◆ **Task prompt**: Please reproduce the records below word for word, starting at the line that contains "Reviewer note: check that each instance of the green field" and continuing through the end of the records. Leave the pictures out of your answer.
--- Working data ---
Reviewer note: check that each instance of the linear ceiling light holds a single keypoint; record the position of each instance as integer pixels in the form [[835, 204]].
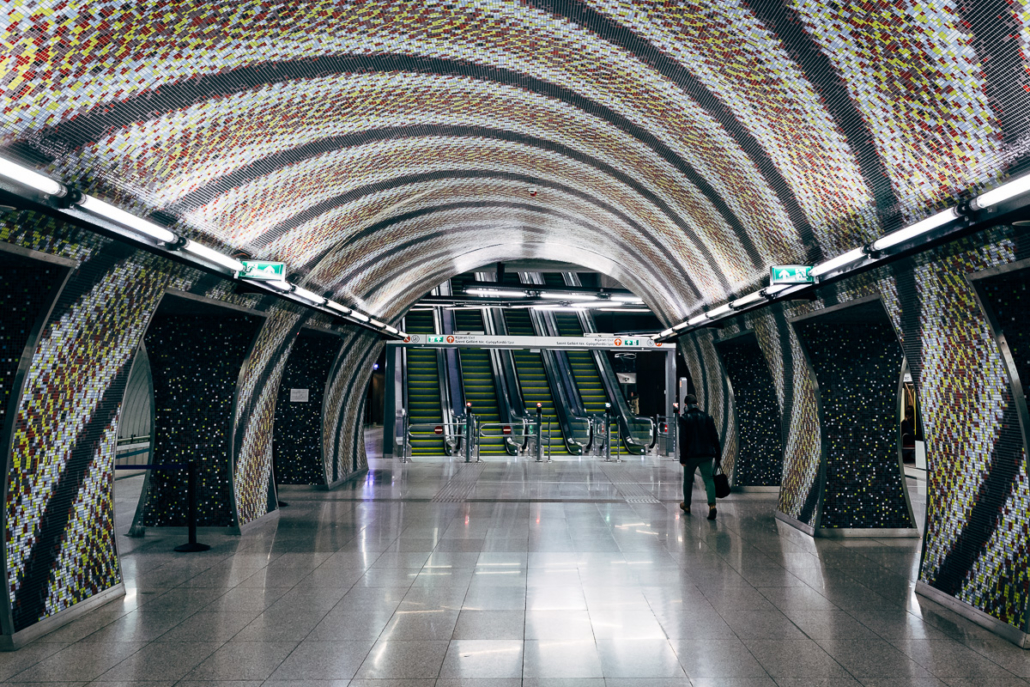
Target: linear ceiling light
[[775, 288], [108, 211], [308, 296], [333, 305], [31, 178], [931, 222], [748, 300], [494, 293], [1002, 193], [839, 261], [718, 312], [212, 255]]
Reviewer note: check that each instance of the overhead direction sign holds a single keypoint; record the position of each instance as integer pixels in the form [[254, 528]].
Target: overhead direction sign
[[491, 341], [262, 270], [790, 274]]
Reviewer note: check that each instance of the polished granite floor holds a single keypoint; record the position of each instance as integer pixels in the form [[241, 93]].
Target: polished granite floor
[[573, 574]]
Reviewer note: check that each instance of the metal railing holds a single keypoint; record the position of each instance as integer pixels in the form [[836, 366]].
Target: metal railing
[[665, 436], [458, 431]]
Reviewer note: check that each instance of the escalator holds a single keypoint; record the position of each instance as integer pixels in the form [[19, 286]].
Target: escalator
[[477, 378], [533, 379], [594, 378], [583, 366], [423, 387]]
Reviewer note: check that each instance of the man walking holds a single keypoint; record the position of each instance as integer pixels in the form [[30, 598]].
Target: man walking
[[699, 448]]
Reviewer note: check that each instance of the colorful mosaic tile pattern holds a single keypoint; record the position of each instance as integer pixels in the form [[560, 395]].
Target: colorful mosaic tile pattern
[[344, 400], [759, 460], [196, 363], [238, 130]]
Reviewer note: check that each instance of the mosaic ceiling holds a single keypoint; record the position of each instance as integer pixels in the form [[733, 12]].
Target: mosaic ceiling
[[380, 147]]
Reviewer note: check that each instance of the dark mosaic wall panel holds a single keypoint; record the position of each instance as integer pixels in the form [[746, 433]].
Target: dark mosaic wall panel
[[759, 459], [253, 420], [60, 539], [857, 361], [27, 287], [196, 363], [1007, 301], [297, 444]]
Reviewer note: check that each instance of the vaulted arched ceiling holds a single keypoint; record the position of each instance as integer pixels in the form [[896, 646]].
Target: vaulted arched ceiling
[[381, 147]]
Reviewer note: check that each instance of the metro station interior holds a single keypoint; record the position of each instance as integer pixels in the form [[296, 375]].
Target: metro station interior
[[345, 342]]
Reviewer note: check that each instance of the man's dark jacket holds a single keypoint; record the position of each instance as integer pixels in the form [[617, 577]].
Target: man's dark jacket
[[698, 438]]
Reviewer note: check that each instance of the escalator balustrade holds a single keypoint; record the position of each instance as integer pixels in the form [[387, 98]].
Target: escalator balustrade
[[480, 386], [533, 381], [423, 388]]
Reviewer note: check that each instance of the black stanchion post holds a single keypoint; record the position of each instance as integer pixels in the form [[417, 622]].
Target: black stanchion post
[[192, 545], [540, 433]]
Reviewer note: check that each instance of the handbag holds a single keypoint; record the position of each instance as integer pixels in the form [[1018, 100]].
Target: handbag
[[721, 484]]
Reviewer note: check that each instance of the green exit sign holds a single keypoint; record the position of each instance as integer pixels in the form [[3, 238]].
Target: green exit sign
[[790, 274], [264, 270]]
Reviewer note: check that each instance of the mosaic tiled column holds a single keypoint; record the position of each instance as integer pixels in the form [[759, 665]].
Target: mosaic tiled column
[[298, 437], [759, 460], [196, 362], [856, 361]]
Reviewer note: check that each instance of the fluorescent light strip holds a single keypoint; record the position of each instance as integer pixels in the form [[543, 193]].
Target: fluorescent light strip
[[308, 296], [495, 293], [118, 215], [31, 178], [775, 288], [923, 227], [278, 285], [721, 310], [748, 300], [1003, 193], [842, 260], [697, 319], [212, 255]]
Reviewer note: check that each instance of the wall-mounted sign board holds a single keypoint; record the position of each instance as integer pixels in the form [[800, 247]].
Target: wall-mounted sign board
[[261, 270], [486, 341], [790, 274]]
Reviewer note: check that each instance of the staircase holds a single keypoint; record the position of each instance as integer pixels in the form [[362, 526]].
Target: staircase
[[423, 387], [477, 378], [533, 380]]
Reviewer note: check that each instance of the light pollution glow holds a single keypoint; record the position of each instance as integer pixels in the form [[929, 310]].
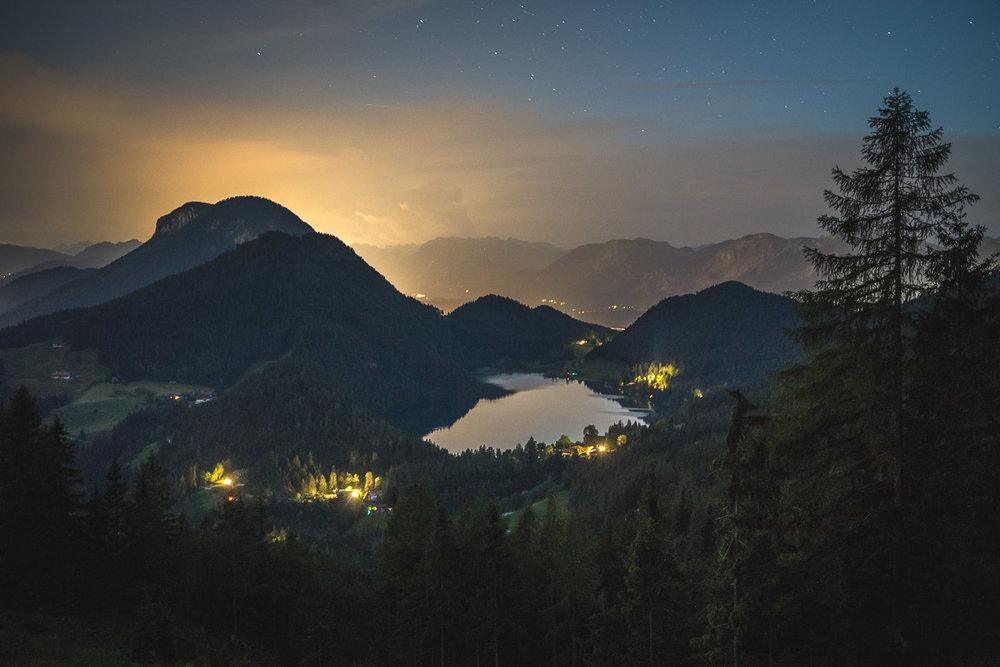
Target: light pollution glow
[[359, 128]]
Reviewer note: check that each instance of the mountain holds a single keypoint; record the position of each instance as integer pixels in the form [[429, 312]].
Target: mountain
[[15, 258], [498, 331], [91, 256], [610, 283], [306, 296], [27, 286], [729, 334], [453, 271], [184, 238]]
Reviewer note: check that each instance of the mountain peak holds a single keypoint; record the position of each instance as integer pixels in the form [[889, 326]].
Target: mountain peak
[[179, 217]]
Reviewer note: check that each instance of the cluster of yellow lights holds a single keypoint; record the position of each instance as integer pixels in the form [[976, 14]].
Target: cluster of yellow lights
[[658, 376]]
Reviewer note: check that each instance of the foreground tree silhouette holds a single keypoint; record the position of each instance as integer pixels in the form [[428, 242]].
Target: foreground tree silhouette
[[849, 433], [888, 212]]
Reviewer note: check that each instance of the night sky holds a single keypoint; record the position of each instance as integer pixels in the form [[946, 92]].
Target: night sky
[[401, 120]]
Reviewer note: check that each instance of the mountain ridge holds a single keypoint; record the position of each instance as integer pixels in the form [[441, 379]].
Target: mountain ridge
[[191, 235]]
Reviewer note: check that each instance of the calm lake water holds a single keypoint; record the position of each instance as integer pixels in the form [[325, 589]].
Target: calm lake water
[[541, 408]]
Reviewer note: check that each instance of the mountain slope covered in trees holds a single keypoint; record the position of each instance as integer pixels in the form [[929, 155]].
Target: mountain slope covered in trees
[[498, 331], [729, 334], [186, 237]]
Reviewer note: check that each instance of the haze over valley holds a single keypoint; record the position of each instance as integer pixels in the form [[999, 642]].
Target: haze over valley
[[414, 332]]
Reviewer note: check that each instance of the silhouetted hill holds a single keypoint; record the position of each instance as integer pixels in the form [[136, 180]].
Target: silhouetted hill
[[498, 331], [29, 286], [727, 334], [609, 283], [308, 296], [15, 258], [619, 280], [453, 271], [188, 236], [91, 256]]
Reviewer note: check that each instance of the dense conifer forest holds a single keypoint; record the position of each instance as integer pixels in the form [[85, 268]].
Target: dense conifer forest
[[848, 518]]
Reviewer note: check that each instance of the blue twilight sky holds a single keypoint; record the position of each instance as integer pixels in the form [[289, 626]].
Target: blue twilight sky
[[396, 121]]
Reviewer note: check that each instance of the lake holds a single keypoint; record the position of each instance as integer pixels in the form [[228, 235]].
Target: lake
[[541, 408]]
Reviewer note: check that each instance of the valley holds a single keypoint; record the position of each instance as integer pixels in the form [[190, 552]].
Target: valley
[[264, 435]]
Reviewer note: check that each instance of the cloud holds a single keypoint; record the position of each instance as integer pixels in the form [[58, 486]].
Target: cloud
[[737, 82], [83, 158]]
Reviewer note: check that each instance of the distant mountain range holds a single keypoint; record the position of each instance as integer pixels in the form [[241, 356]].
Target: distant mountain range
[[609, 283], [188, 236], [726, 335], [18, 261]]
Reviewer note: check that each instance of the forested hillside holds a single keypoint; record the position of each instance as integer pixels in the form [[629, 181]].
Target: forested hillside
[[727, 335], [849, 520], [500, 332]]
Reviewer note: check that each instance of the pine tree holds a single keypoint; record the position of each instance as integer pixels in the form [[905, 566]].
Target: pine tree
[[846, 435], [888, 212]]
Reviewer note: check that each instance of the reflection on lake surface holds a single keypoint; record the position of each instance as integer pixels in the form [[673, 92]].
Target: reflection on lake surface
[[541, 408]]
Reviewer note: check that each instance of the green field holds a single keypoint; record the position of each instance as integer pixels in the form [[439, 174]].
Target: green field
[[96, 403]]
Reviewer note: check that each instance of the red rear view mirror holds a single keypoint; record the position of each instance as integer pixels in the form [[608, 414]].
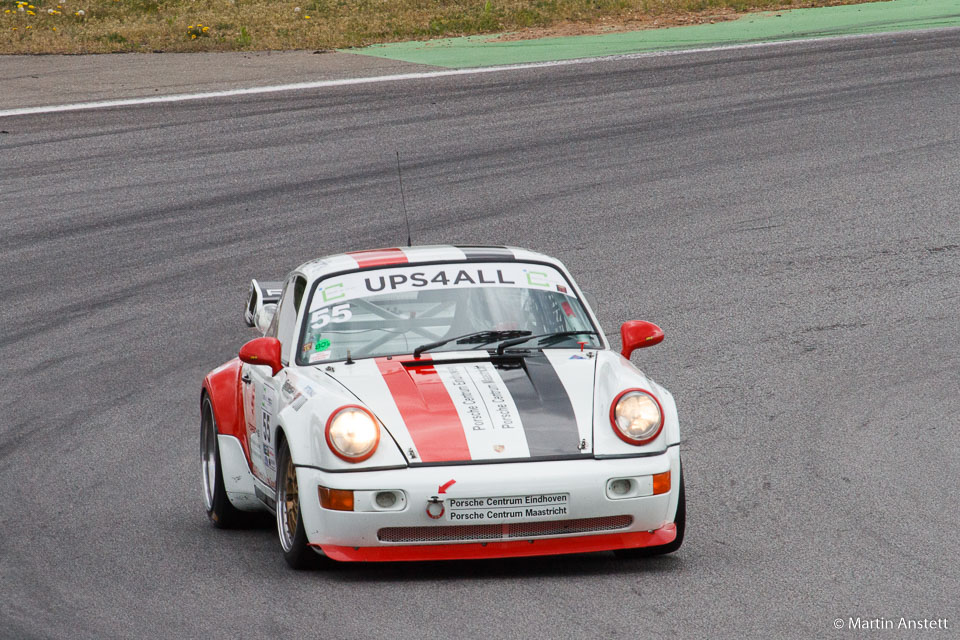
---
◆ **The completed task**:
Reviewer note: check that each instance of the green field holds a single keypoint; record the position of each instance as integer pixels in the form [[439, 174]].
Target: green field
[[96, 403]]
Reviewer note: check that each instance of the red rear view mirror holds a single keypoint; record the position of each instance as integer pixels in the form [[608, 414]].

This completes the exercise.